OBJECTIVE: Report how many lines of the data below contain the string "tinged". Matching is case-sensitive, and the reply should be the number alone.

RAW RECORDS:
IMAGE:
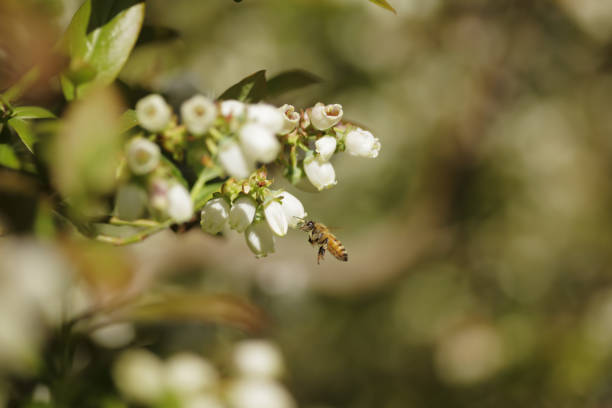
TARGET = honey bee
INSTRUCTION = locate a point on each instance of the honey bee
(320, 235)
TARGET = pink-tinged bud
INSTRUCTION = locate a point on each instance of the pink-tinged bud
(323, 117)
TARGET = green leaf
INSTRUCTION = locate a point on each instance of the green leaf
(32, 112)
(384, 4)
(24, 131)
(8, 158)
(100, 37)
(291, 80)
(250, 89)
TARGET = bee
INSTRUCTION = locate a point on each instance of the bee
(320, 235)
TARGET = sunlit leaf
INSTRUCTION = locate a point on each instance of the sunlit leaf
(250, 89)
(290, 80)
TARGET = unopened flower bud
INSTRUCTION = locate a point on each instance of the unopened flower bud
(153, 113)
(242, 213)
(323, 117)
(325, 147)
(267, 116)
(214, 215)
(233, 160)
(180, 206)
(275, 216)
(320, 173)
(259, 143)
(362, 143)
(260, 239)
(291, 118)
(142, 155)
(232, 108)
(198, 113)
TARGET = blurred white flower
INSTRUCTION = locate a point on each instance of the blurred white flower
(188, 374)
(291, 118)
(259, 393)
(139, 375)
(130, 202)
(232, 108)
(198, 114)
(275, 217)
(362, 143)
(325, 147)
(153, 113)
(214, 215)
(258, 358)
(320, 173)
(267, 116)
(260, 239)
(242, 213)
(180, 206)
(142, 155)
(113, 335)
(259, 142)
(292, 207)
(323, 117)
(233, 160)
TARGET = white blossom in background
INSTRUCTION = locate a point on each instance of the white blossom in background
(142, 155)
(293, 208)
(320, 173)
(260, 239)
(189, 374)
(275, 217)
(139, 375)
(242, 213)
(180, 206)
(259, 142)
(325, 147)
(323, 117)
(233, 160)
(258, 358)
(232, 108)
(362, 143)
(291, 118)
(198, 114)
(267, 116)
(153, 113)
(214, 215)
(258, 393)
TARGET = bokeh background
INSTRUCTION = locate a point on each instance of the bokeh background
(480, 240)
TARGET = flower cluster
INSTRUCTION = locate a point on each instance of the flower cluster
(193, 381)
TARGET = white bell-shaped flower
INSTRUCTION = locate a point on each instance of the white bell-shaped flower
(198, 114)
(232, 108)
(214, 215)
(153, 113)
(323, 117)
(267, 116)
(362, 143)
(259, 143)
(233, 160)
(325, 147)
(275, 217)
(242, 213)
(180, 206)
(260, 239)
(142, 155)
(320, 173)
(291, 118)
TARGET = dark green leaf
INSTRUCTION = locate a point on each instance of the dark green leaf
(24, 131)
(384, 4)
(32, 112)
(291, 80)
(250, 89)
(8, 158)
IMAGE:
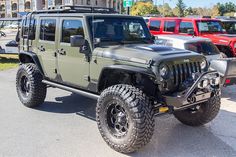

EXERCISE OUTPUT: 2